Would you print the records as they stand, down to the last character?
┄┄┄┄┄┄
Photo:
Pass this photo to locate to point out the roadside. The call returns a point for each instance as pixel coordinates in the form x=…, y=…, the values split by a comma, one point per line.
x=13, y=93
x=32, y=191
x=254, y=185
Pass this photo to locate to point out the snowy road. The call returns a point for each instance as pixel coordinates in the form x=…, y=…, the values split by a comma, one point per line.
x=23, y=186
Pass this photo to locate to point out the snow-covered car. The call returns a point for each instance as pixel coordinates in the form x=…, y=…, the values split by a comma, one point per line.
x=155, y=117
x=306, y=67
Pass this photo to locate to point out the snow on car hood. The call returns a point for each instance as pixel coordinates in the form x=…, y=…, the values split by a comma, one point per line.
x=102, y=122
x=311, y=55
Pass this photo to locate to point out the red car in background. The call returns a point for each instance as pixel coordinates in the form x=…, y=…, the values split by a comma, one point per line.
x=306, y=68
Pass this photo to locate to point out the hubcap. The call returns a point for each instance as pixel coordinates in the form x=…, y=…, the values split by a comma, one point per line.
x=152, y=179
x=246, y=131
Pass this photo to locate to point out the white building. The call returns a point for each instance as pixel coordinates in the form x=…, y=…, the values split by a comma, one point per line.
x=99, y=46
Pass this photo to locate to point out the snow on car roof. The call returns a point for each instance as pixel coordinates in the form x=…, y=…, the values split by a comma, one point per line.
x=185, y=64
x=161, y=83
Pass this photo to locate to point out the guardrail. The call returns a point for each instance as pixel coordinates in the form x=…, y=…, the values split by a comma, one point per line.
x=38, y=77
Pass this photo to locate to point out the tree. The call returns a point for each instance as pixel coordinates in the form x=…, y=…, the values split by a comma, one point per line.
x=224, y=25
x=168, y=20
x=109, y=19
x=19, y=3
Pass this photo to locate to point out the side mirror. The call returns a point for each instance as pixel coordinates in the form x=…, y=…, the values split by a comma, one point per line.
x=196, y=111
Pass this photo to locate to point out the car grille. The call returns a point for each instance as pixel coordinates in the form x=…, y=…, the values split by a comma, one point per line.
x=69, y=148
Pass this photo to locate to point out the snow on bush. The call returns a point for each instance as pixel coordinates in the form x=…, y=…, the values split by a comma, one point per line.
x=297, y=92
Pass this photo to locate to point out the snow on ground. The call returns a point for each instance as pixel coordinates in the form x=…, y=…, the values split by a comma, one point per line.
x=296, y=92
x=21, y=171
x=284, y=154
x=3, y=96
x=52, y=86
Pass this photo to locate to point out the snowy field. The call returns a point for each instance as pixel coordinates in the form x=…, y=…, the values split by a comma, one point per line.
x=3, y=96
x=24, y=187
┄┄┄┄┄┄
Answer below:
Photo:
Pass this photo to locate to point out the roadside. The call returns a point for each instance as pixel coordinates in the form x=…, y=…, the values split by a comma, one point per line.
x=13, y=93
x=32, y=191
x=254, y=185
Pass this photo to locate to point out the snowy road. The call returns a point for each instance as pixel coordinates in the form x=…, y=…, the values split by a comma, one point per line.
x=23, y=186
Pass this photo to locate to point out the snow-covered car. The call returns a point for each instance as pixel coordinates in the form x=…, y=…, the values split by a comma, one point per line.
x=155, y=117
x=306, y=67
Pass this photo to locate to point out the snow on car hood. The call returns a point for each instance as pixel coordinates in the form x=…, y=…, the values split by a comma, one point per line.
x=102, y=122
x=311, y=55
Pass this photo to locate to point out the red car in background. The call returns a point for each instance as pixel coordinates in the form x=…, y=…, the values split by a comma, one point per line.
x=306, y=68
Pass this photo to locate to point out the hubcap. The call returns a point for each instance as pixel coordinates in the form x=…, y=…, the values split by a comma, one point per line.
x=152, y=179
x=246, y=131
Pass this photo to locate to point out the white building. The call returns a point for each instance as pixel coordinates in the form x=…, y=…, the values split by a comma, one point per line.
x=99, y=46
Pass this photo to locate to point out the snow on car roof. The call returns a point for each instance as pixel coordinates in the form x=…, y=…, the values split by a comma, one point per line.
x=185, y=64
x=161, y=83
Pass this photo to locate to point out the guardrail. The call returns a point for each instance as pixel coordinates in the form x=…, y=…, the values split by a comma, one point per line.
x=38, y=77
Pass this photo to locate to point out the tree. The call returns a point for each instance as pixel coordinates in the form x=…, y=…, the values split by a comma, one point per line.
x=224, y=25
x=168, y=20
x=109, y=19
x=19, y=3
Pass this photo to locate to point out the side mirror. The call returns a point for each instance as pixel coordinates in the form x=…, y=…, the values split by a comma, one point per line.
x=196, y=111
Pass this photo to locate to point out the car grille. The call returns a point for each instance as pixel coordinates in the form x=…, y=…, the values split by a comma, one point per line.
x=69, y=148
Pass this photo to locate to point out the snow on bush. The call returns a point for each instance as pixel coordinates in the form x=…, y=…, the values split by a comma, one point per line.
x=297, y=92
Pass this photo to locate to point out the snow on ground. The call returns a point for each instance as pixel coordinates in the form x=…, y=…, the values split by a comma, one point per line.
x=296, y=92
x=21, y=171
x=284, y=154
x=3, y=96
x=52, y=86
Pass this photo to locate to point out the snowy field. The call returns a point for each instance as pixel coordinates in the form x=…, y=…, the values split by a comma, one point per line.
x=3, y=96
x=24, y=187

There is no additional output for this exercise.